*** READING TEXT ***

Coleman studied Health, Physical Activity and Sport at Stranmillis College, which made her eligible to play gaelic football for Queen’s University, with whom she won the O’Connor Shield in 2019, before finishing her teacher training over in Liverpool.

“I graduated in July past and started subbing but I’ve been lucky getting into St Francis PS here in Lurgan and I’ll be there until June. I’m definitely enjoying it and there’s a great buzz,” says Niamh, who says she always wanted to teach.

“My mum works in a local primary school and my dad is the caretaker in St Francis. I’ve helped out in Clann Eireann Youth Club over the years and my mum has been working there all along too, so it was probably inevitable I’d end up teaching.

“The school has been so supportive when I’ve been playing for Armagh too. A lot of our girls would be attached to another local club, Clan na Gael, but they love watching Miss Coleman playing on television!” she chuckles.

Niamh herself had hero-worshipped ladies footballers as a young girl and had plenty of aspirational figures on her doorstep for Clann Eireann have dominated the Orchard domestic scene since the mid-noughties and had a significant contingent on the county team.

“When I was asked in school ‘who inspires you?’, it was our club’s big names. My go-to was Mags (McAlinden). We went on busses to support them in big Armagh games. Most of those girls are still around the club and are great to go to for advice even now.”

Coleman has four Senior Championship medals to her name already with the club but had to watch helplessly last summer as Clann Eireann were dethroned by Armagh Harps, who won the quarter-final at Abbey Park and went on to claim their first county title this century.

“I’d torn ligaments in my shoulder in a friendly last July just before the competitive club season started. I was in a sling for eight weeks. No injury is nice, but it was a nightmare watching while we were knocked out.”

Former Armagh manager James Daly is back at the helm with Clann Eireann, who won every domestic match they played under him in his previous two-season spell which produced championship and league doubles both in 2016 and 2017.

“It’s great to have James back in, I really like him as a manager. Everyone was hurt last year and now we want to make amends. We were missing a good few starters, but fair play to Harps who were the better team that night and fully deserved to win.

*** End of READING TEXT ***
*** EXTRACTED ENTRIES ***

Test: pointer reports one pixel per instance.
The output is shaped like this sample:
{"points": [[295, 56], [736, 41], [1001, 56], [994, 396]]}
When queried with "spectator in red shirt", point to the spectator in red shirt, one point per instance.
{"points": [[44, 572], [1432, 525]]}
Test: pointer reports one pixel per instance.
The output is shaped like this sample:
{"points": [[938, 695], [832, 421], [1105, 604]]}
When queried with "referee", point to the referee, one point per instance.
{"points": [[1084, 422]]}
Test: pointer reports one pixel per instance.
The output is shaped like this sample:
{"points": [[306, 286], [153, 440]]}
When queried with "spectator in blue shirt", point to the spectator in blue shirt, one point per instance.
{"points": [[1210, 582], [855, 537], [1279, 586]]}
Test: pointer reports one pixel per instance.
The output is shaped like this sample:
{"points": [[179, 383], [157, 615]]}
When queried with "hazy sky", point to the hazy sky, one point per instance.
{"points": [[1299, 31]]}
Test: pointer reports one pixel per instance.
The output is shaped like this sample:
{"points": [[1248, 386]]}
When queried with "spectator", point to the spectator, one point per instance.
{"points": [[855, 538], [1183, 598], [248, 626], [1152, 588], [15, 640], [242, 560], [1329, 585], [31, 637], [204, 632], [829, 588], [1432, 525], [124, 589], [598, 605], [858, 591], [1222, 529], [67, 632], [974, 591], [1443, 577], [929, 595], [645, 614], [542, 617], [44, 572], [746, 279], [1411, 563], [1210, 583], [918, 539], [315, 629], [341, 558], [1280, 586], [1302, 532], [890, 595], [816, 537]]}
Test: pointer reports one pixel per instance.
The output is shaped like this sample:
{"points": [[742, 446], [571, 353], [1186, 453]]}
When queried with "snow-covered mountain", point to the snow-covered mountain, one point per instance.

*** End of EXTRACTED ENTRIES ***
*** EXTRACTED ENTRIES ***

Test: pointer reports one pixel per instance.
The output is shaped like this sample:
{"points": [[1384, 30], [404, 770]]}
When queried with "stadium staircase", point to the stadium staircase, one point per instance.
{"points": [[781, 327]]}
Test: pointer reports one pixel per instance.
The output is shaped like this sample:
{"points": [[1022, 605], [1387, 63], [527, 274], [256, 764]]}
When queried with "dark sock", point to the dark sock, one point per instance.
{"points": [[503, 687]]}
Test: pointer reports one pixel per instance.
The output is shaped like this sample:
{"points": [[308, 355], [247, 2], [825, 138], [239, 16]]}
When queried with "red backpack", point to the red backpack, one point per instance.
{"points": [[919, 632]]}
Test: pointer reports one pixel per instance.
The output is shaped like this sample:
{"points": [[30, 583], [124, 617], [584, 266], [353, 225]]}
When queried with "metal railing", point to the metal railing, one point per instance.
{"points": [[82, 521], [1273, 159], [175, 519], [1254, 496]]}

*** End of EXTRACTED ENTRIES ***

→ **ACTIVITY LIST**
(a) Answer these questions from the article about Niamh Coleman:
(i) Where did Coleman finish her teacher training?
(ii) How long was she in a sling after tearing ligaments in her shoulder?
(iii) In which years did Clann Eireann win championship and league doubles under James Daly?
(b) Resume the article about Niamh Coleman from the point where it stops.
The stored data lines are not needed here.

→ **ANSWERS TO THE TASKS**
(a)
(i) Liverpool
(ii) Eight weeks
(iii) 2016 and 2017

(b)
“Everyone’s glad to be back at the club, not just for football but because it’s a case of friends getting together again. However, we’ll work hard too because club football in Armagh has become much more competitive and we’ll need to be at our best as a team.

“I welcome that though because for a few years there we were winning games easily too often. Beating teams by a lot isn’t beneficial for anybody so it’s great to see others stepping up and challenging. That can only be good for Armagh football.”

There’ll be fierce competition too for places in the Armagh team in the coming weeks with the likes of Fionnuala McKenna and Leah McGoldrick coming into the mix in the middle of the field along with incumbents Coleman and Aveen Donaldson Bellew.

“I was lucky to have Dearbhla to train with during lockdown but it’s easier with all the girls around you. We’ve trained hard on our own and now as a group. Match fitness is another things, but our in-house games have really been beneficial.

“These past few weeks have flown in, there’s a positive vibe and we want to get going,” enthuses Niamh, who was first brought into the Armagh panel by Sean O’Kane in 2017 and will have a rival in the on-field fashion stakes this season with Lauren McConville back.

“I’d always a problem with hair in my face. My mum told me to clip it back but then we found that a headband did the job. Lauren generally goes for a bandana and I always wear a headband so you can’t directly compare,” she laughs.